* _Document_:
● ● ● ● ● ● ●

Lots of good news this week. The tomatoes are going gangbusters and you are the lucky recipient of that bounty. If you want to can, now is the time! contact us to reserve a box (or two or three). Corn is back on the scene. We strung flashy bird scare tape over the second planting of corn and left the first planting standing for the birds to eat. So far so good. We have yet one more planting that will hopefully ripen before frost.
While the other herbs seem to be on hiatus, the basil is abundant so you all got a substantial amount today. Italian cuisine might have to be the theme of the week. Try this recipe for pesto or just wash it and freeze it for winter use. It will turn sort of black-ish, but it still tastes great added to dishes in the deep dark winter when you are longing for summer.

● ● ● ● ● ● ●

* _Dataset entries_:
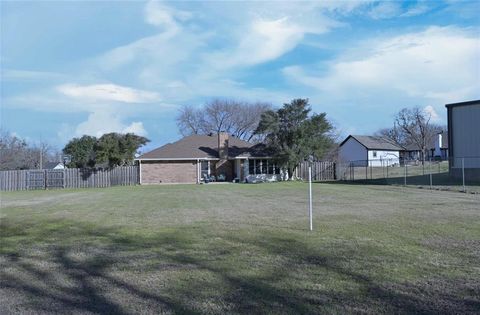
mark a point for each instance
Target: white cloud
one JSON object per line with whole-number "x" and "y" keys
{"x": 385, "y": 10}
{"x": 440, "y": 63}
{"x": 164, "y": 16}
{"x": 264, "y": 40}
{"x": 108, "y": 92}
{"x": 135, "y": 127}
{"x": 432, "y": 113}
{"x": 28, "y": 75}
{"x": 415, "y": 10}
{"x": 104, "y": 121}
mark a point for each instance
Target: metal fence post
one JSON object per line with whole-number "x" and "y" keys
{"x": 430, "y": 170}
{"x": 310, "y": 205}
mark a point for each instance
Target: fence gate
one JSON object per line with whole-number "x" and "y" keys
{"x": 36, "y": 179}
{"x": 55, "y": 179}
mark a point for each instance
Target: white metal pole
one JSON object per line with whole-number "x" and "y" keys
{"x": 139, "y": 172}
{"x": 310, "y": 195}
{"x": 430, "y": 170}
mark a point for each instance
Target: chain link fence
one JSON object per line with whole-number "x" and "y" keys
{"x": 459, "y": 174}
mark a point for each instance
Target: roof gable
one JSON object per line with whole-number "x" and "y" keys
{"x": 374, "y": 143}
{"x": 200, "y": 147}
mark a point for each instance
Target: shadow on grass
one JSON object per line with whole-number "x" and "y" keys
{"x": 77, "y": 268}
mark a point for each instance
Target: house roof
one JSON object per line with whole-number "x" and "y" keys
{"x": 374, "y": 143}
{"x": 201, "y": 147}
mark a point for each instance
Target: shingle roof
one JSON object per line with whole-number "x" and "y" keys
{"x": 375, "y": 143}
{"x": 202, "y": 146}
{"x": 431, "y": 143}
{"x": 51, "y": 165}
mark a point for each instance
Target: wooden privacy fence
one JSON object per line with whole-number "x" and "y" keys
{"x": 68, "y": 178}
{"x": 321, "y": 171}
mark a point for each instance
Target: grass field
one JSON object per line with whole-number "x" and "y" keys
{"x": 235, "y": 248}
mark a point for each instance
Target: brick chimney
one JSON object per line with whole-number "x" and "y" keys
{"x": 223, "y": 145}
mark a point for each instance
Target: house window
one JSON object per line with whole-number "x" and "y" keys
{"x": 205, "y": 168}
{"x": 261, "y": 166}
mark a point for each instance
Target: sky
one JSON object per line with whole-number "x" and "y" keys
{"x": 70, "y": 68}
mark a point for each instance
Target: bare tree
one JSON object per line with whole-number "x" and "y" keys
{"x": 240, "y": 119}
{"x": 413, "y": 126}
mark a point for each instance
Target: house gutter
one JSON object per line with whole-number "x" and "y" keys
{"x": 177, "y": 159}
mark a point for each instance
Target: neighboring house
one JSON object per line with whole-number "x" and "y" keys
{"x": 369, "y": 150}
{"x": 437, "y": 149}
{"x": 196, "y": 158}
{"x": 53, "y": 166}
{"x": 464, "y": 139}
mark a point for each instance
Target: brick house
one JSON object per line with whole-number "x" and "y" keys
{"x": 194, "y": 158}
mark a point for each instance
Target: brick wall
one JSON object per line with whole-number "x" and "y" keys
{"x": 156, "y": 172}
{"x": 224, "y": 167}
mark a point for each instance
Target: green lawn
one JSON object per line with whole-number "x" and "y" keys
{"x": 236, "y": 248}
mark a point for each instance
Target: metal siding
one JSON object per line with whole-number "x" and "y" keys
{"x": 466, "y": 135}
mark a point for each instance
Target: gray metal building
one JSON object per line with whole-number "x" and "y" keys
{"x": 464, "y": 139}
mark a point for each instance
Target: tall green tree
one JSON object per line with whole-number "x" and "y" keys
{"x": 117, "y": 149}
{"x": 82, "y": 151}
{"x": 292, "y": 134}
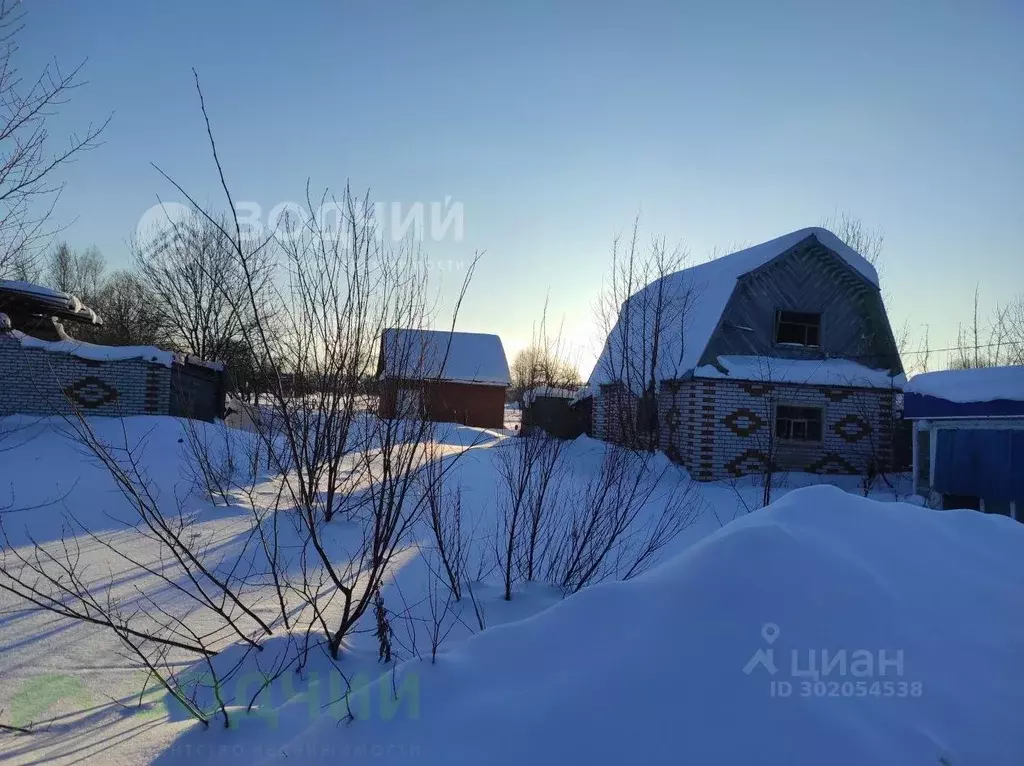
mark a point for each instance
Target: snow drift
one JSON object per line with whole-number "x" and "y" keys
{"x": 653, "y": 670}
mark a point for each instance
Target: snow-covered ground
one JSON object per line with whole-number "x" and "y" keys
{"x": 916, "y": 613}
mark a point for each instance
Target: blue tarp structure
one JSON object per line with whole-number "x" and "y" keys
{"x": 980, "y": 463}
{"x": 922, "y": 406}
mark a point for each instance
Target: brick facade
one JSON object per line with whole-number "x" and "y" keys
{"x": 723, "y": 428}
{"x": 37, "y": 381}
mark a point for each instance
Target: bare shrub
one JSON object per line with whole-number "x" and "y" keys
{"x": 620, "y": 518}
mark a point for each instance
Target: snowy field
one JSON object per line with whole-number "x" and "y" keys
{"x": 825, "y": 629}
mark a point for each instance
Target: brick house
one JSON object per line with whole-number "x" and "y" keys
{"x": 443, "y": 376}
{"x": 43, "y": 371}
{"x": 779, "y": 355}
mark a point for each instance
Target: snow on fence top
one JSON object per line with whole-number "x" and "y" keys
{"x": 807, "y": 372}
{"x": 84, "y": 350}
{"x": 985, "y": 384}
{"x": 693, "y": 301}
{"x": 37, "y": 291}
{"x": 556, "y": 393}
{"x": 439, "y": 354}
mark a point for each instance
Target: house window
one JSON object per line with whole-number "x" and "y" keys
{"x": 798, "y": 329}
{"x": 798, "y": 423}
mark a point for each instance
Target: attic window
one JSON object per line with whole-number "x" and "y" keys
{"x": 798, "y": 328}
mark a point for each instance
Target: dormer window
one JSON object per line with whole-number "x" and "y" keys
{"x": 798, "y": 329}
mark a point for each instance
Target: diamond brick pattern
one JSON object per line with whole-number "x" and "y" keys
{"x": 852, "y": 428}
{"x": 42, "y": 382}
{"x": 832, "y": 463}
{"x": 90, "y": 392}
{"x": 743, "y": 422}
{"x": 750, "y": 461}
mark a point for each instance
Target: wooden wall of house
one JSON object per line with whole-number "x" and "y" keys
{"x": 445, "y": 401}
{"x": 809, "y": 279}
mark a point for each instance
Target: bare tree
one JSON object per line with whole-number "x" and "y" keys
{"x": 199, "y": 288}
{"x": 30, "y": 161}
{"x": 851, "y": 229}
{"x": 79, "y": 273}
{"x": 620, "y": 518}
{"x": 642, "y": 311}
{"x": 130, "y": 314}
{"x": 311, "y": 309}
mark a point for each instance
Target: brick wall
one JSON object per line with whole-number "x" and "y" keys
{"x": 720, "y": 428}
{"x": 37, "y": 381}
{"x": 615, "y": 412}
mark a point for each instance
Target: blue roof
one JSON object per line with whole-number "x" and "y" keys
{"x": 916, "y": 406}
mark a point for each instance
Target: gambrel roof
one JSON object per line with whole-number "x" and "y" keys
{"x": 704, "y": 292}
{"x": 440, "y": 354}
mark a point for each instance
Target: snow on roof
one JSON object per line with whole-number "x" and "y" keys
{"x": 984, "y": 384}
{"x": 39, "y": 291}
{"x": 701, "y": 293}
{"x": 462, "y": 357}
{"x": 84, "y": 350}
{"x": 51, "y": 298}
{"x": 808, "y": 372}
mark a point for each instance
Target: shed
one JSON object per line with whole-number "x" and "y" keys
{"x": 552, "y": 411}
{"x": 969, "y": 438}
{"x": 443, "y": 376}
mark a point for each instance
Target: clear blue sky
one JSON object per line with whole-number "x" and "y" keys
{"x": 555, "y": 123}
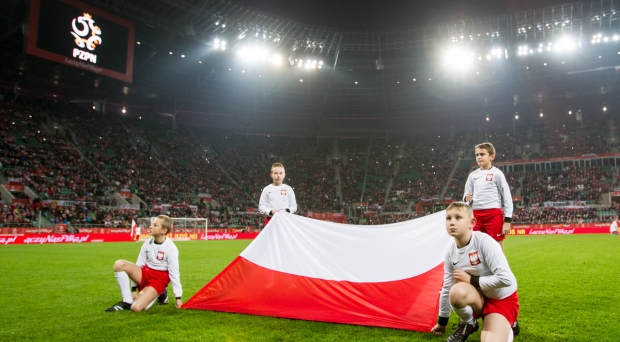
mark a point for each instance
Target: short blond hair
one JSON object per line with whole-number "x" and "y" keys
{"x": 461, "y": 206}
{"x": 486, "y": 146}
{"x": 276, "y": 165}
{"x": 166, "y": 222}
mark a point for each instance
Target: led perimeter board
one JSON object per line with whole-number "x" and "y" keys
{"x": 79, "y": 35}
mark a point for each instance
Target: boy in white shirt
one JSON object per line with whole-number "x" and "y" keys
{"x": 157, "y": 266}
{"x": 489, "y": 195}
{"x": 478, "y": 282}
{"x": 277, "y": 196}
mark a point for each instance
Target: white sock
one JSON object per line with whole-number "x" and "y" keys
{"x": 466, "y": 314}
{"x": 123, "y": 283}
{"x": 150, "y": 304}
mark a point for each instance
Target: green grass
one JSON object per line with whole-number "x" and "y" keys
{"x": 568, "y": 287}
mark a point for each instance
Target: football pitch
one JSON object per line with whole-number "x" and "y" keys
{"x": 568, "y": 289}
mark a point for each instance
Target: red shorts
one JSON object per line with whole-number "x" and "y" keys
{"x": 507, "y": 307}
{"x": 490, "y": 221}
{"x": 158, "y": 280}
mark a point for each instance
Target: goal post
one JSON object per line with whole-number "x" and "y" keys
{"x": 189, "y": 225}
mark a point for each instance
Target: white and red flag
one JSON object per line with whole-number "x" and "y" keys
{"x": 134, "y": 228}
{"x": 301, "y": 268}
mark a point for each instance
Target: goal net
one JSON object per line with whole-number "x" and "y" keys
{"x": 190, "y": 226}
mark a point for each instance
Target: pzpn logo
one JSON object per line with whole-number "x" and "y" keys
{"x": 87, "y": 35}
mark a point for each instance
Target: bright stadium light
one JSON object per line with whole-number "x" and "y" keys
{"x": 458, "y": 58}
{"x": 564, "y": 44}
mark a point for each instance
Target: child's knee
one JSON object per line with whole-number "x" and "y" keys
{"x": 119, "y": 265}
{"x": 135, "y": 307}
{"x": 458, "y": 295}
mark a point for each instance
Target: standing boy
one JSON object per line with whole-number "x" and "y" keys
{"x": 477, "y": 282}
{"x": 277, "y": 196}
{"x": 157, "y": 266}
{"x": 488, "y": 193}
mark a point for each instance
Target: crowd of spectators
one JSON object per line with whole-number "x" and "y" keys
{"x": 558, "y": 215}
{"x": 63, "y": 151}
{"x": 570, "y": 184}
{"x": 11, "y": 214}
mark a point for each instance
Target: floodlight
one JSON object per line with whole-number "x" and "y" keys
{"x": 458, "y": 58}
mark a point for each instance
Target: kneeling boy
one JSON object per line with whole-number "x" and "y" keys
{"x": 477, "y": 282}
{"x": 157, "y": 266}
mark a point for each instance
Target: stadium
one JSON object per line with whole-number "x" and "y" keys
{"x": 117, "y": 111}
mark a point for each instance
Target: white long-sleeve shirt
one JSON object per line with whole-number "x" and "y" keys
{"x": 490, "y": 190}
{"x": 162, "y": 257}
{"x": 482, "y": 257}
{"x": 277, "y": 197}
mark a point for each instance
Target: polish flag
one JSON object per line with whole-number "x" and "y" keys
{"x": 134, "y": 227}
{"x": 386, "y": 276}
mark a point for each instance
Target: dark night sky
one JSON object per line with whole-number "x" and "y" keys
{"x": 388, "y": 13}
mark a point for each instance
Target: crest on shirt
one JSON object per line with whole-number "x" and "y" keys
{"x": 474, "y": 259}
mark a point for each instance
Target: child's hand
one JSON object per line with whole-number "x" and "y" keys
{"x": 506, "y": 228}
{"x": 462, "y": 276}
{"x": 438, "y": 329}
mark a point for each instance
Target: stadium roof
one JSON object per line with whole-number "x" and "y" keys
{"x": 388, "y": 74}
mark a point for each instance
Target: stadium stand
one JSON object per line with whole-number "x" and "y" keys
{"x": 64, "y": 152}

● ● ● ● ● ● ●

Reproduce the harvest newsletter word for word, everything from "Lots of good" down to "longing for summer.". The entries above are separate from the harvest newsletter.

Lots of good news this week. The tomatoes are going gangbusters and you are the lucky recipient of that bounty. If you want to can, now is the time! contact us to reserve a box (or two or three). Corn is back on the scene. We strung flashy bird scare tape over the second planting of corn and left the first planting standing for the birds to eat. So far so good. We have yet one more planting that will hopefully ripen before frost.
While the other herbs seem to be on hiatus, the basil is abundant so you all got a substantial amount today. Italian cuisine might have to be the theme of the week. Try this recipe for pesto or just wash it and freeze it for winter use. It will turn sort of black-ish, but it still tastes great added to dishes in the deep dark winter when you are longing for summer.